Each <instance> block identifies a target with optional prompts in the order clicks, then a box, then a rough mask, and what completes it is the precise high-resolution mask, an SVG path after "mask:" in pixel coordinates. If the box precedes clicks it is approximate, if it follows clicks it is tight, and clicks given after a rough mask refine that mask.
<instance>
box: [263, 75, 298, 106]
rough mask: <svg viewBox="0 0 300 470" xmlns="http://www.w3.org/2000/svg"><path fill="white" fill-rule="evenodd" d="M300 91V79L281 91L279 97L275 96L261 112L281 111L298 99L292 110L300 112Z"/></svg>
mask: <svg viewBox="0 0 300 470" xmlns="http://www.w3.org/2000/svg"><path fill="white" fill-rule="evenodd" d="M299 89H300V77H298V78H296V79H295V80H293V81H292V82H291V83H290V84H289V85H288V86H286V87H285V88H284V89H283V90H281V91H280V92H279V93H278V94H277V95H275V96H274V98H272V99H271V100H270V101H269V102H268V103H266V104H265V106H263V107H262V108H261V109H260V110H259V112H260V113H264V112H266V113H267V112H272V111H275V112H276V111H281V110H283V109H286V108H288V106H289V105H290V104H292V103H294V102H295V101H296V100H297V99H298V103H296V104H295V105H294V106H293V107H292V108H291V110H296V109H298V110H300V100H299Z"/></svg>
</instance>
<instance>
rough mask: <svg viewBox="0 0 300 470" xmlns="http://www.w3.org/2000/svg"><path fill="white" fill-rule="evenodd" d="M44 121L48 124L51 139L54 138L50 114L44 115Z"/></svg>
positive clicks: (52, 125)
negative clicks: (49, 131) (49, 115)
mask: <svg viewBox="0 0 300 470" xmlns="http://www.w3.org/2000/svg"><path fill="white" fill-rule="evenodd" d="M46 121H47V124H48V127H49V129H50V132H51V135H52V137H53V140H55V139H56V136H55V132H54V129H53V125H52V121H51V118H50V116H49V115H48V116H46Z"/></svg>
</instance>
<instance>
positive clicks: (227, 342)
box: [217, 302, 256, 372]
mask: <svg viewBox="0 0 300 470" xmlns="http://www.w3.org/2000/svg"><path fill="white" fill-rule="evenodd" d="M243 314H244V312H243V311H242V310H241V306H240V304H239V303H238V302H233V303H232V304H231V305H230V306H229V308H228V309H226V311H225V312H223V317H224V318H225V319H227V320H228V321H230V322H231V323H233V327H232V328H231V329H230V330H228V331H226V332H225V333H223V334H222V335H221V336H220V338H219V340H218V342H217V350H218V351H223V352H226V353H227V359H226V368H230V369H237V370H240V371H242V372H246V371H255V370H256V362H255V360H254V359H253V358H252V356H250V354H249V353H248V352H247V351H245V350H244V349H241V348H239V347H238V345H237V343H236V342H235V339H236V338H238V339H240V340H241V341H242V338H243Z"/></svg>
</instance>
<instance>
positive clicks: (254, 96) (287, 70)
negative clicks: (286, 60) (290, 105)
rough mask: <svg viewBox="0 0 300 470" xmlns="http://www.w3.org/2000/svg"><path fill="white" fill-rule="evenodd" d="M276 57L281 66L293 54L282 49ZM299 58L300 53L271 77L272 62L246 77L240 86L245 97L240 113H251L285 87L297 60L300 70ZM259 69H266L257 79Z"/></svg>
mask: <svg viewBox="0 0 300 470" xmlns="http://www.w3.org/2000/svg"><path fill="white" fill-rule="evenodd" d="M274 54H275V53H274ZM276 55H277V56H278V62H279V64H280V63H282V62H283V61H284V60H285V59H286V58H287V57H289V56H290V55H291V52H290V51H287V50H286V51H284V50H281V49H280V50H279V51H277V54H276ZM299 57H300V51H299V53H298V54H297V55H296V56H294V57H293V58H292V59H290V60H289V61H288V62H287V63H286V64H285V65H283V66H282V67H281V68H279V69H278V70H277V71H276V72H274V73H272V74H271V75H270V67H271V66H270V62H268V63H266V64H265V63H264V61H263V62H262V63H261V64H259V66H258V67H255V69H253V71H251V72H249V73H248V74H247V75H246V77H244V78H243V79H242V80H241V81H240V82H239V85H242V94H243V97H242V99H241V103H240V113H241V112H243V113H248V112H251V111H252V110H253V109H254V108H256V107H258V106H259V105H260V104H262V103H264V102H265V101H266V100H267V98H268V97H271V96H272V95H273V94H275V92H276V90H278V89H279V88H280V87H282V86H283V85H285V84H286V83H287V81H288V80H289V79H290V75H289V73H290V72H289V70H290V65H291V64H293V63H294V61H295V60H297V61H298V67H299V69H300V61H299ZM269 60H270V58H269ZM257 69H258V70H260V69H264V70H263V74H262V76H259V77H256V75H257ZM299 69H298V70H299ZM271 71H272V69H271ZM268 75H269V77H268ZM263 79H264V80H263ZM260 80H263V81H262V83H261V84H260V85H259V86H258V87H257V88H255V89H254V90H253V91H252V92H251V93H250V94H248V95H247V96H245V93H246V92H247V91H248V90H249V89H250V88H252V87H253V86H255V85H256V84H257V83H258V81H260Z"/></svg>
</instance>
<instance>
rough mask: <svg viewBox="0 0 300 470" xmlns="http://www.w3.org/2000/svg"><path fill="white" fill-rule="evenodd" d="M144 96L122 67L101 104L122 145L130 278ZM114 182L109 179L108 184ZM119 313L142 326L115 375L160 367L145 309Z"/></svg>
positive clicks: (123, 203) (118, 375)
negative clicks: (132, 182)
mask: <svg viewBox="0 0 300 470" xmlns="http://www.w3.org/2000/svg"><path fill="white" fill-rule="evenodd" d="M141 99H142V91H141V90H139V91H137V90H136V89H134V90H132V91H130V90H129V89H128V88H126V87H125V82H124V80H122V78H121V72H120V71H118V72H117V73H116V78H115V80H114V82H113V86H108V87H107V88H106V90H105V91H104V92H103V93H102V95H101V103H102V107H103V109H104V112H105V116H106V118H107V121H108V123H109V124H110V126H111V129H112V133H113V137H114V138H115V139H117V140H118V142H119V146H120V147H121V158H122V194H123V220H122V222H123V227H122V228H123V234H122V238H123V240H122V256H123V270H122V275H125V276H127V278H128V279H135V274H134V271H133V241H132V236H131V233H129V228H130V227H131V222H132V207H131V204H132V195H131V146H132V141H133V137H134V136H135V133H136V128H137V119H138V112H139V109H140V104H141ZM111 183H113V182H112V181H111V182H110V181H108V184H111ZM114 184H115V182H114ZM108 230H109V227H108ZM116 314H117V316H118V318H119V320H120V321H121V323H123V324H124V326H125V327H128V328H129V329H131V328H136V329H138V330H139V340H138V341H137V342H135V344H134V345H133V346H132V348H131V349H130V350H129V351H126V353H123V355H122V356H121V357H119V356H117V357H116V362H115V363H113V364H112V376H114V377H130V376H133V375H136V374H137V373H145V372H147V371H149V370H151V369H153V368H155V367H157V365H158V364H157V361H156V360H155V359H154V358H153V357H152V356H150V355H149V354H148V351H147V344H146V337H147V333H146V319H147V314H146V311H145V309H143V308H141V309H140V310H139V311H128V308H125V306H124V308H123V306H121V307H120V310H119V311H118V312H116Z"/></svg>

-=-=-=-=-

All records shown above need to be written out again verbatim.

Each <instance> block identifies a target with optional prompts in the order clicks, then a box, then a rough mask, and what completes it is the precise high-resolution mask, an SVG path after "mask:" in pixel coordinates. If the box precedes clicks it is approximate, if it follows clicks it is tight, and clicks given after a rough mask refine that mask.
<instance>
box: [263, 75, 298, 106]
rough mask: <svg viewBox="0 0 300 470" xmlns="http://www.w3.org/2000/svg"><path fill="white" fill-rule="evenodd" d="M300 91V79L281 91L279 97L275 96L261 112L281 111L298 99L292 110L300 112Z"/></svg>
mask: <svg viewBox="0 0 300 470" xmlns="http://www.w3.org/2000/svg"><path fill="white" fill-rule="evenodd" d="M299 89H300V77H298V78H296V79H295V80H293V81H292V82H291V83H290V84H289V85H288V86H286V87H285V88H284V89H283V90H281V91H280V92H279V93H278V94H277V95H275V96H274V98H272V99H271V100H270V101H269V102H268V103H266V104H265V106H263V107H262V108H261V109H260V110H259V112H260V113H264V112H266V113H267V112H272V111H275V112H276V111H281V110H283V109H286V108H288V106H289V105H290V104H292V103H294V102H295V101H296V100H297V99H298V103H296V104H295V105H294V106H293V107H292V108H291V110H296V109H298V110H300V100H299Z"/></svg>
</instance>
<instance>
rough mask: <svg viewBox="0 0 300 470" xmlns="http://www.w3.org/2000/svg"><path fill="white" fill-rule="evenodd" d="M44 121L48 124L51 139L54 138L50 114L44 115Z"/></svg>
positive clicks: (52, 125)
negative clicks: (49, 131) (49, 115)
mask: <svg viewBox="0 0 300 470" xmlns="http://www.w3.org/2000/svg"><path fill="white" fill-rule="evenodd" d="M46 121H47V124H48V127H49V129H50V132H51V135H52V137H53V140H55V139H56V136H55V132H54V129H53V125H52V121H51V118H50V116H49V115H48V116H46Z"/></svg>
</instance>
<instance>
positive clicks: (227, 342)
box: [217, 302, 256, 372]
mask: <svg viewBox="0 0 300 470" xmlns="http://www.w3.org/2000/svg"><path fill="white" fill-rule="evenodd" d="M243 314H244V312H243V311H242V310H241V306H240V304H239V303H238V302H233V303H232V304H231V305H230V306H229V308H228V309H226V311H225V312H223V317H224V318H225V319H227V320H228V321H230V322H231V323H233V327H232V328H231V329H230V330H228V331H226V332H225V333H223V334H222V335H221V336H220V338H219V340H218V342H217V350H218V351H223V352H226V353H227V359H226V368H230V369H237V370H240V371H242V372H246V371H255V370H256V362H255V360H254V359H253V358H252V356H250V354H249V353H248V352H247V351H245V350H244V349H241V348H239V347H238V345H237V343H236V342H235V339H236V338H238V339H240V340H241V341H242V338H243Z"/></svg>
</instance>
<instance>
positive clicks: (254, 96) (287, 70)
negative clicks: (286, 60) (290, 105)
rough mask: <svg viewBox="0 0 300 470" xmlns="http://www.w3.org/2000/svg"><path fill="white" fill-rule="evenodd" d="M276 57L281 66L293 54L282 49ZM299 58L300 53L271 77L272 62L246 77L240 86L245 97L240 113H251L285 87L297 60L300 70ZM259 69H266L257 79Z"/></svg>
mask: <svg viewBox="0 0 300 470" xmlns="http://www.w3.org/2000/svg"><path fill="white" fill-rule="evenodd" d="M274 54H275V53H274ZM276 55H277V56H278V62H279V64H280V63H282V62H283V61H284V60H285V59H286V58H287V57H289V56H290V55H291V52H290V51H287V50H286V51H284V50H281V49H280V50H279V51H277V54H276ZM299 57H300V51H299V53H298V54H297V55H296V56H294V57H293V58H292V59H290V60H289V61H288V62H287V63H286V64H285V65H283V66H282V67H281V68H279V69H278V70H277V71H276V72H274V73H272V74H271V75H270V67H271V66H270V62H268V63H266V64H265V63H264V61H263V62H262V63H261V64H259V66H258V67H255V69H253V71H251V72H249V73H248V74H247V75H246V77H244V78H243V79H242V80H241V81H240V82H239V85H242V94H243V97H242V99H241V103H240V113H241V112H243V113H248V112H251V111H252V110H253V109H254V108H256V107H258V106H259V105H260V104H262V103H264V102H265V101H266V100H267V98H268V97H271V96H272V95H273V94H275V92H276V90H278V89H279V88H280V87H282V86H283V85H285V84H286V83H287V81H288V80H289V79H290V75H289V73H290V72H289V70H290V65H291V64H293V63H294V61H295V60H297V61H298V67H299V69H300V61H299ZM269 60H270V58H269ZM257 69H258V70H260V69H264V70H263V74H262V76H259V77H256V75H257ZM299 69H298V70H299ZM271 71H272V69H271ZM268 75H269V77H268ZM263 79H264V80H263ZM260 80H263V81H262V83H261V84H260V85H259V86H258V87H257V88H255V89H254V90H253V91H252V92H251V93H250V94H248V95H247V96H245V93H246V92H247V91H248V90H249V89H250V88H252V87H253V86H255V85H256V84H257V83H258V81H260Z"/></svg>
</instance>
<instance>
rough mask: <svg viewBox="0 0 300 470" xmlns="http://www.w3.org/2000/svg"><path fill="white" fill-rule="evenodd" d="M144 96L122 67L101 104L122 145L130 278ZM114 182L109 179L108 184ZM119 313L142 326L115 375L160 367L145 309Z"/></svg>
positive clicks: (123, 203) (118, 375)
negative clicks: (132, 182)
mask: <svg viewBox="0 0 300 470" xmlns="http://www.w3.org/2000/svg"><path fill="white" fill-rule="evenodd" d="M141 99H142V91H141V90H139V91H137V90H136V89H134V90H132V91H130V90H129V89H128V88H126V87H125V82H124V80H122V78H121V72H120V71H118V72H117V73H116V78H115V80H114V82H113V86H108V87H107V88H106V90H105V91H104V92H103V93H102V95H101V103H102V107H103V109H104V112H105V116H106V118H107V121H108V123H109V124H110V126H111V129H112V133H113V137H114V138H115V139H117V140H118V142H119V146H120V147H121V158H122V194H123V220H122V222H123V227H122V228H123V234H122V238H123V240H122V256H123V270H122V275H125V276H127V278H128V279H135V274H134V271H133V241H132V236H131V233H129V228H130V227H131V222H132V207H131V204H132V195H131V146H132V141H133V137H134V136H135V133H136V128H137V119H138V112H139V109H140V104H141ZM111 183H113V182H112V181H111V182H110V181H108V184H111ZM114 184H115V182H114ZM108 230H109V227H108ZM116 314H117V316H118V318H119V320H120V321H121V323H123V324H124V326H125V327H128V328H129V329H131V328H136V329H138V330H139V340H138V341H137V342H135V344H134V345H133V346H132V348H131V349H130V350H129V351H126V353H123V355H122V356H121V357H119V356H117V357H116V362H115V363H113V364H112V376H114V377H130V376H133V375H136V374H137V373H145V372H147V371H149V370H151V369H153V368H155V367H157V365H158V364H157V361H156V360H155V359H154V358H153V357H152V356H150V355H149V354H148V351H147V344H146V337H147V333H146V319H147V314H146V311H145V309H143V308H141V309H140V310H139V311H128V308H125V306H124V308H123V306H121V307H120V310H119V311H118V312H116Z"/></svg>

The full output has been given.